REQUIRED WORK
The entries below should be given again exactly, minus their pictures.

Saved entries:
┄┄┄┄┄┄

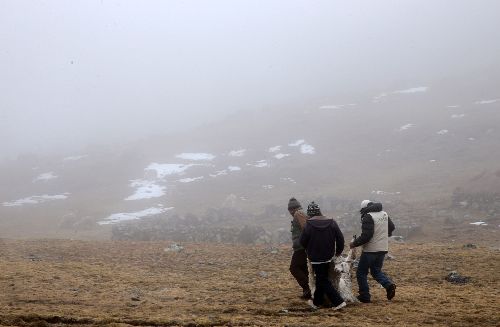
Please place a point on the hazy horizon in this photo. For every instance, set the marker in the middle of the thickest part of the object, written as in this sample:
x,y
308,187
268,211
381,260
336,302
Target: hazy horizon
x,y
82,72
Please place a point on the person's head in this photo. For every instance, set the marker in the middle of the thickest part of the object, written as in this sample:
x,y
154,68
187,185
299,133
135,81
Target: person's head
x,y
313,210
293,205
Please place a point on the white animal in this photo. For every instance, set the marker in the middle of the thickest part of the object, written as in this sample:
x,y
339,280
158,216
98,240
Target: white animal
x,y
339,275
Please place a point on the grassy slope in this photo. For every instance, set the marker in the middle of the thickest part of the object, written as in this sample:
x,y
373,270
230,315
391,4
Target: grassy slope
x,y
84,283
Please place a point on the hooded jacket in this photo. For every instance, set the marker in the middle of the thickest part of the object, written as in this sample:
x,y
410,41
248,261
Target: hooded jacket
x,y
322,239
374,232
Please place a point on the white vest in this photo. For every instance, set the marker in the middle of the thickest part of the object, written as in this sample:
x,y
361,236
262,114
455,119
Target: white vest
x,y
380,239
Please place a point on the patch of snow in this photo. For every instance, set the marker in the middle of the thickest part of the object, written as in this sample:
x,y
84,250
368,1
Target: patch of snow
x,y
163,170
237,153
259,164
281,155
487,101
288,179
307,149
75,158
297,143
145,190
189,180
406,91
412,90
45,177
125,216
219,173
275,148
36,199
336,106
479,223
405,127
196,156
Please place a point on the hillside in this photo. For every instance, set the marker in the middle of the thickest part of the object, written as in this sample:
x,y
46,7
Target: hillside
x,y
60,283
423,150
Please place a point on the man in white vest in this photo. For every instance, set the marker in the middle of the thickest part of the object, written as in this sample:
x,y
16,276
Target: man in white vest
x,y
376,228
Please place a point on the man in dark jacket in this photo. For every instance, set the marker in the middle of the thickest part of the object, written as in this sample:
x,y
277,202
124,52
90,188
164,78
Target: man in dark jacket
x,y
376,227
322,240
298,265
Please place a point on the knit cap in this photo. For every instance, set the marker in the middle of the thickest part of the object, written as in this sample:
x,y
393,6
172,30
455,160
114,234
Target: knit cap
x,y
313,210
293,204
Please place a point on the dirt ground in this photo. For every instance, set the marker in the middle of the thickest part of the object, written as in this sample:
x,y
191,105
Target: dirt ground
x,y
79,283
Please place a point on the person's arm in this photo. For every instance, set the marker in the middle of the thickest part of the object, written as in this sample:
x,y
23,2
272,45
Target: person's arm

┄┄┄┄┄┄

THE ANSWER
Please place a point on the hazy horizon in this photo. For every instance, set the marker in the middle of the thickest part of the object, written as in this sample:
x,y
308,187
268,211
381,260
336,302
Target: hazy horizon
x,y
82,72
Please place a point on the person's head in this photo. For every instance, set the marker in the middle of the thickest part of the object, written as in this sample:
x,y
154,68
187,185
299,133
135,81
Target: person's head
x,y
313,210
293,205
Please place a point on the white animal in this photo. For every instance, set the marker in the middle of the thickest part of the object, written as in this sample:
x,y
339,280
158,216
98,240
Target: white animal
x,y
339,275
Please place a point on the grassy slope in this photo. For every instance, set the marker in the middle of the thickest part of the object, written as in this sample:
x,y
373,270
230,315
391,4
Target: grassy slope
x,y
84,283
Please place a point on the hooded jacket in this photo. For every instance, set the marker in the middle of the thickest part of the object, written as in this sample:
x,y
410,41
248,261
Target: hooded jacket
x,y
322,239
374,232
Please place a point on the white vest in this photo. For every instance, set the marker in the middle of the thickest part of the object, written as in this sample:
x,y
361,236
262,114
455,119
Target: white vest
x,y
380,239
Please place a point on the patch of snow in this photo. For every instance, set the marker in the middle of the thickest part of the object, written as in this sample:
x,y
84,250
368,1
Target: patch of snow
x,y
163,170
237,153
259,164
281,155
487,101
288,179
307,149
75,158
297,143
145,190
189,180
406,91
412,90
45,177
125,216
219,173
275,148
36,199
336,106
479,223
405,127
196,156
Please place a point on the hillside in this photo. For every instance, set the marker in the middle of the thickest part of the object, written as in this sample:
x,y
46,7
Target: hillside
x,y
60,283
423,150
Please place a point on the man in white vest in this photo. For every instance, set the marker in the middle of the thickest part of the object, written as in this sample:
x,y
16,276
Target: man in white vest
x,y
376,228
Please place a point on the man in dark jacket in this photo. For every instance, set the marker in the middle of the thickest part of the object, written as in this sample:
x,y
277,202
124,52
90,188
164,78
Target: man in dark jacket
x,y
376,227
322,240
298,265
Please place a point on the knit cap in this photo. For every instance, set the marker in the middle of the thickest part of the object, written as in this sample:
x,y
393,6
172,30
455,160
114,234
Target: knit cap
x,y
313,210
293,204
Please place a point on the dirt ground in this photo. For every instance, set the marker in the middle of the thickest part of the object, written as in this sample:
x,y
191,105
Target: dirt ground
x,y
79,283
Please place a point on the person's arm in this photo. For every instance, set the marker in the middle of the thickest part of the object, written as in this sample:
x,y
23,2
272,45
Target: person's arm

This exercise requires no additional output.